(Collected data)

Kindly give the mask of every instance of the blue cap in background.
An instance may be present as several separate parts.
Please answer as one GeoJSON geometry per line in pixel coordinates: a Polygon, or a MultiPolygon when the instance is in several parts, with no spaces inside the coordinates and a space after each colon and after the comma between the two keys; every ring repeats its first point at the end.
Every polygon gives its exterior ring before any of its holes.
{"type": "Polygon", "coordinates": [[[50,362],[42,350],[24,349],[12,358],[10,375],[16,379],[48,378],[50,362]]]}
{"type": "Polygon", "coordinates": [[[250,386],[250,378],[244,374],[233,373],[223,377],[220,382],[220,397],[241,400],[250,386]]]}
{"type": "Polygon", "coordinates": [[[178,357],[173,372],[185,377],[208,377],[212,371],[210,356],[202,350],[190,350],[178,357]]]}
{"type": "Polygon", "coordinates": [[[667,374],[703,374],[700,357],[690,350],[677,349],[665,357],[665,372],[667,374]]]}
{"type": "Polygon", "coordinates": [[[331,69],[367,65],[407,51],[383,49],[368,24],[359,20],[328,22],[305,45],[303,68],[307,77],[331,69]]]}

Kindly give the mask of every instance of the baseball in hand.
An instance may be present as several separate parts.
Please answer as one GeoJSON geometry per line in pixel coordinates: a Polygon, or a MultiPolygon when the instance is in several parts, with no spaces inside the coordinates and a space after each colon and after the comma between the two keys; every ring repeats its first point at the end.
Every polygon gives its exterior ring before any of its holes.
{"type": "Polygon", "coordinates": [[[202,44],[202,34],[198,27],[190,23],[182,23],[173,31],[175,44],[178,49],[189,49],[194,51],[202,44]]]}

-- Work instruction --
The expected output is every record, repeated exactly.

-- Completed exercise --
Kindly give the mask of every instance of the blue cap in background.
An instance may be present as several separate parts.
Please answer as one GeoJSON geometry per line in pixel coordinates: a Polygon, or a MultiPolygon when the instance is in several parts, with no spaces inside the coordinates and a space after each colon and after the comma between the two keys; every ring repeats its first point at the end.
Every polygon gives its exterior ring before any of its holes.
{"type": "Polygon", "coordinates": [[[50,362],[42,350],[24,349],[12,358],[10,375],[16,379],[48,378],[50,362]]]}
{"type": "Polygon", "coordinates": [[[250,386],[250,378],[244,374],[233,373],[223,377],[220,382],[220,397],[241,400],[250,386]]]}
{"type": "Polygon", "coordinates": [[[178,357],[173,372],[185,377],[208,377],[212,371],[210,356],[202,350],[190,350],[178,357]]]}
{"type": "Polygon", "coordinates": [[[667,374],[703,374],[700,357],[690,350],[677,349],[665,357],[665,372],[667,374]]]}
{"type": "Polygon", "coordinates": [[[331,69],[367,65],[407,51],[383,49],[368,24],[359,20],[328,22],[305,45],[303,68],[307,77],[331,69]]]}

Kindly give the mask of every instance of the baseball in hand.
An instance may be present as several separate parts.
Please answer as one GeoJSON geometry per line in pixel coordinates: a Polygon, or a MultiPolygon when the instance is in several parts, with no spaces inside the coordinates and a space after each colon and after the comma between the two keys; every ring repeats its first point at the end.
Every polygon gives its exterior ring before any of its holes.
{"type": "Polygon", "coordinates": [[[202,44],[202,34],[198,27],[190,23],[182,23],[173,31],[175,44],[178,49],[189,49],[194,51],[202,44]]]}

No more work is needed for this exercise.